选段:
+---+
LeetCode 759 Employee Free Time

LeetCode

We are given a list schedule of employees, which represents the working time for each employee.

Each employee has a list of non-overlapping Intervals, and these intervals are in sorted order.

Return the list of finite intervals representing common, positive-length free time for all employees, also in sorted order.

(Even though we are representing Intervals in the form [x, y], the objects inside are Intervals, not lists or arrays. For example, schedule[0][0].start = 1, schedule[0][0].end = 2, and schedule[0][0][0] is not defined). Also, we wouldn’t include intervals like [5, 5] in our answer, as they have zero length.

Example 1:

Input: schedule = [[[1,2],[5,6]],[[1,3]],[[4,10]]]
Output: [[3,4]]
Explanation: There are a total of three employees, and all common
free time intervals would be [-inf, 1], [3, 4], [10, inf].
We discard any intervals that contain inf as they aren’t finite.

Example 2:

Input: schedule = [[[1,3],[6,7]],[[2,4]],[[2,5],[9,12]]]
Output: [[5,6],[7,9]]

Constraints:

1 <= schedule.length , schedule[i].length <= 50 0 <= schedule[i].start < schedule[i].end <= 10^8

题目大意：

给定员工的schedule，给所有员工的空余时间的区间

解题思路：

一开始考虑用Leetcode 056 merge intervals，然后求不能merge时的区间。后来想用Leetcode 253 meeting rooms II也是关于重合区间，只要active meetings为0时，就表示空余区间，此法更容易实现

解题步骤：

N/A

注意事项：

1. 用Leetcode 253 meeting rooms II的排序解法
2. 注意输入是每一个员工的schedule如[Interval(1, 2), Interval(5, 6)]，然后是所有员工schedule的列表

Python代码：

def test(self):
	TestCases.compare(self, self.employeeFreeTime([[Interval(1, 2), Interval(5, 6)], [Interval(1, 3)], [Interval(4, 10)]]), [Interval(3, 4)])

def employeeFreeTime(self, schedule: [[Interval]]) -> [Interval]:
	schedule_endpoints = []
	for li in schedule:
		for s in li:
			schedule_endpoints.append((s.start, 0)) # [(1, 0),(2,1),(5,0), (6,1)]
			schedule_endpoints.append((s.end, 1))
	schedule_endpoints.sort()
	res, free_time, active_schedule = [], [], 0
	for i in range(len(schedule_endpoints)):
		if schedule_endpoints[i][1] == 0:
			active_schedule += 1 # 0
		else:
			active_schedule -= 1 #
		if active_schedule == 0:
			free_time.append(schedule_endpoints[i][0]) #[2,5]
		if active_schedule == 1 and len(free_time) == 1:
			free_time.append(schedule_endpoints[i][0])
			free_interval = Interval(free_time[0], free_time[1])
			res.append(free_interval)
			free_time = []
	return res

算法分析：

时间复杂度为O(nlogn)，空间复杂度O(n)
+---+
所给材料:
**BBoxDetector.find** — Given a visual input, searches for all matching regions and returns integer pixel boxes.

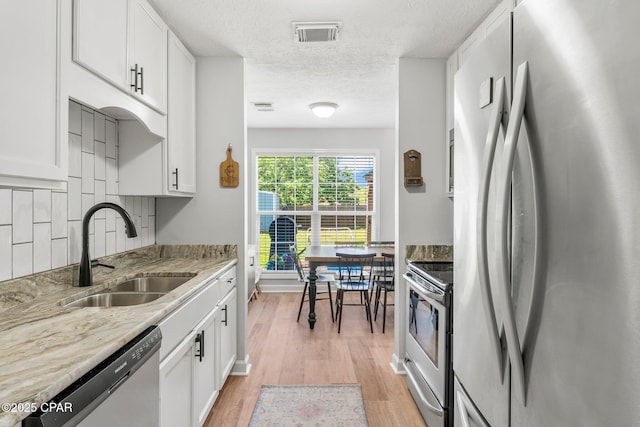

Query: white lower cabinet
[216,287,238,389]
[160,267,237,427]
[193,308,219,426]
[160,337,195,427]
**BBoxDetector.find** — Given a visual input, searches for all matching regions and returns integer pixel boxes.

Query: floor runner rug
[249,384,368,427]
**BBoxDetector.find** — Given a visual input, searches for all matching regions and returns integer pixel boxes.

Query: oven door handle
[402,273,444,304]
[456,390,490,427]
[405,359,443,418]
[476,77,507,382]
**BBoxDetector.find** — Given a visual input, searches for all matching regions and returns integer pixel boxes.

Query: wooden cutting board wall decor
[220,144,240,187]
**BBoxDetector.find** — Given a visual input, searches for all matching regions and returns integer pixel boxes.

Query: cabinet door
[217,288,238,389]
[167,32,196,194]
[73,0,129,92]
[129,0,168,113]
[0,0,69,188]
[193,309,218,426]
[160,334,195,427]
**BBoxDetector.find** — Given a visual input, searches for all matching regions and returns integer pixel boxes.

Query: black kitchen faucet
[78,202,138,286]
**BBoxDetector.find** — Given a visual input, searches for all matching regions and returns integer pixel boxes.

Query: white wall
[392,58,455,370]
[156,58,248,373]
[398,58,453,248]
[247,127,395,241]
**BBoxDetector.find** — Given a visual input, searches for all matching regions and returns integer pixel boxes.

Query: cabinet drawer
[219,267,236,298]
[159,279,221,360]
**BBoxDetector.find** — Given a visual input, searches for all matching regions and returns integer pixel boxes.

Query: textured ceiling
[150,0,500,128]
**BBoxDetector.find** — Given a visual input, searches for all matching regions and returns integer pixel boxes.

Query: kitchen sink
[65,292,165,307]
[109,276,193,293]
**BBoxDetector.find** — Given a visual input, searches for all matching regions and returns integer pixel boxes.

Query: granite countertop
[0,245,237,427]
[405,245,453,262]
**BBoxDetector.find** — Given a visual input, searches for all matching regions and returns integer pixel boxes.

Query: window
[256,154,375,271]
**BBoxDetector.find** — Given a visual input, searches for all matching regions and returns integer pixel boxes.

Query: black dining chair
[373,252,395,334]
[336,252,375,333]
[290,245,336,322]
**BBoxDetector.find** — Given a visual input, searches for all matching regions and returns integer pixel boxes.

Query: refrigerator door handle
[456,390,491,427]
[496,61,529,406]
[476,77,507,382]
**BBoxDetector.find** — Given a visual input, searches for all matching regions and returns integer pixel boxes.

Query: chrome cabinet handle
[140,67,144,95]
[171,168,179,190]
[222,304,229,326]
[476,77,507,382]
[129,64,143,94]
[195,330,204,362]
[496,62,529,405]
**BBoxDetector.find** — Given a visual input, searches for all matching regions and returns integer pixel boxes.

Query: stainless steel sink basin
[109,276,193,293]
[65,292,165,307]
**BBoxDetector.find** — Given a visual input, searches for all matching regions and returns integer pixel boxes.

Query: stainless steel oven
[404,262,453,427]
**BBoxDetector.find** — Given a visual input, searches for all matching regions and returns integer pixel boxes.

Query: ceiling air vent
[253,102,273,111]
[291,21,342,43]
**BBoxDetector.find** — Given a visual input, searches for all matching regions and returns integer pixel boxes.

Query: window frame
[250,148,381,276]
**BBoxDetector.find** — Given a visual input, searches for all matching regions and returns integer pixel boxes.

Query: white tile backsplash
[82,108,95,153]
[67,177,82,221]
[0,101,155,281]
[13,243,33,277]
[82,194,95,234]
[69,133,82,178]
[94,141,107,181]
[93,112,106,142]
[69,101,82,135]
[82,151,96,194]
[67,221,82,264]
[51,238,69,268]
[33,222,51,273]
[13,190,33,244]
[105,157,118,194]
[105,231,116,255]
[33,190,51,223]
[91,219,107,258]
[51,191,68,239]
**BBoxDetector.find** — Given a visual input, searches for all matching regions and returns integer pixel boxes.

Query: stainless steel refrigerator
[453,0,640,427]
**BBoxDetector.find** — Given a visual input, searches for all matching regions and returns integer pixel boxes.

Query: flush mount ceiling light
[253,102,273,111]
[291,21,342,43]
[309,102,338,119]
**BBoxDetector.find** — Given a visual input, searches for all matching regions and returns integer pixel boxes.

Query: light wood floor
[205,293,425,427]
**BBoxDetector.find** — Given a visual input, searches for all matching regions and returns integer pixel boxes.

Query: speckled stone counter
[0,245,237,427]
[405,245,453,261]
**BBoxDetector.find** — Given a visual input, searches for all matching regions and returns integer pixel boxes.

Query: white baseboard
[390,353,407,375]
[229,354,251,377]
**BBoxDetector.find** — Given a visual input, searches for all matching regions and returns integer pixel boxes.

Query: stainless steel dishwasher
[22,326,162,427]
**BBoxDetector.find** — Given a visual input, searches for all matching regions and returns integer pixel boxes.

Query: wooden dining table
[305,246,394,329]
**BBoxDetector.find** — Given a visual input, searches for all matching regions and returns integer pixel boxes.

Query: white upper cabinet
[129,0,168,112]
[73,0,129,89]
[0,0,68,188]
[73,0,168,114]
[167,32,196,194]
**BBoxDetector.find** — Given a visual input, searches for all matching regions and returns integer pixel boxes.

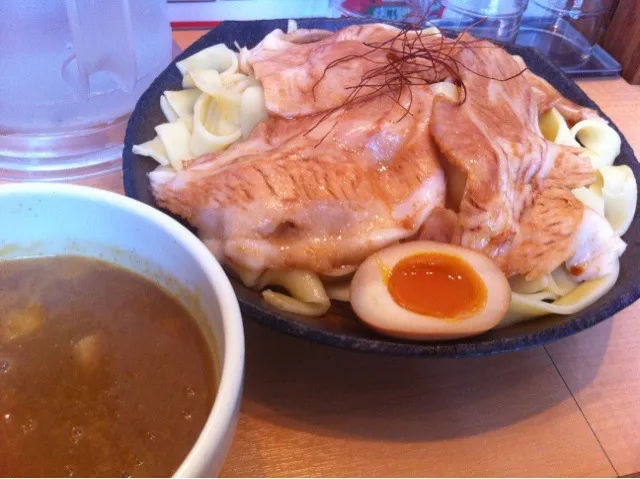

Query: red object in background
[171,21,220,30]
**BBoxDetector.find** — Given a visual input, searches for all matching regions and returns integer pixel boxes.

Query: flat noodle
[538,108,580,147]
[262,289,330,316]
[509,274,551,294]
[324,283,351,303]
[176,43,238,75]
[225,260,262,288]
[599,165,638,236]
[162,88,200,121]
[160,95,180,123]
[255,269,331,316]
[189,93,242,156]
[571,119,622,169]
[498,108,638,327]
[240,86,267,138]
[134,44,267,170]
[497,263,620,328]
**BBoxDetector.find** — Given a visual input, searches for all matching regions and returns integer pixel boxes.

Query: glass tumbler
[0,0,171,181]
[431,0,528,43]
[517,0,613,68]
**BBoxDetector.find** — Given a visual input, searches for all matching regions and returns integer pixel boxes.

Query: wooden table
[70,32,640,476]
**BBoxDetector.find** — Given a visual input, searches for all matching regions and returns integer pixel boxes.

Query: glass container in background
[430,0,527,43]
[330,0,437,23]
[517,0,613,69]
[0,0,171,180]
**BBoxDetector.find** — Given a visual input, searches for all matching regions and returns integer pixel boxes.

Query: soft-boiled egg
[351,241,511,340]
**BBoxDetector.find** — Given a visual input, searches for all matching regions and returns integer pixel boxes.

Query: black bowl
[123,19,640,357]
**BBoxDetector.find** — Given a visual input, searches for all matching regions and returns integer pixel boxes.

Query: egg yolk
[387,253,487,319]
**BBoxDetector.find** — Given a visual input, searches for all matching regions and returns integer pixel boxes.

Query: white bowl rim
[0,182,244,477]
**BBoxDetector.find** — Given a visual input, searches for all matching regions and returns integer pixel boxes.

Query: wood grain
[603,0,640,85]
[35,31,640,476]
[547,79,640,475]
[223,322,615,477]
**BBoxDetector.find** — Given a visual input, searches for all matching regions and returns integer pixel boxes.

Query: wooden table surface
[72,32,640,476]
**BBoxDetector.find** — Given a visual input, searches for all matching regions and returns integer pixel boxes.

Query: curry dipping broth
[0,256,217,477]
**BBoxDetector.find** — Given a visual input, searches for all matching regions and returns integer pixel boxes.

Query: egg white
+---+
任务说明: 请指出选段中这段 Python 解法的时间复杂度是多少。 所给材料与选段内容互不相关。

输出结果: O(nlogn)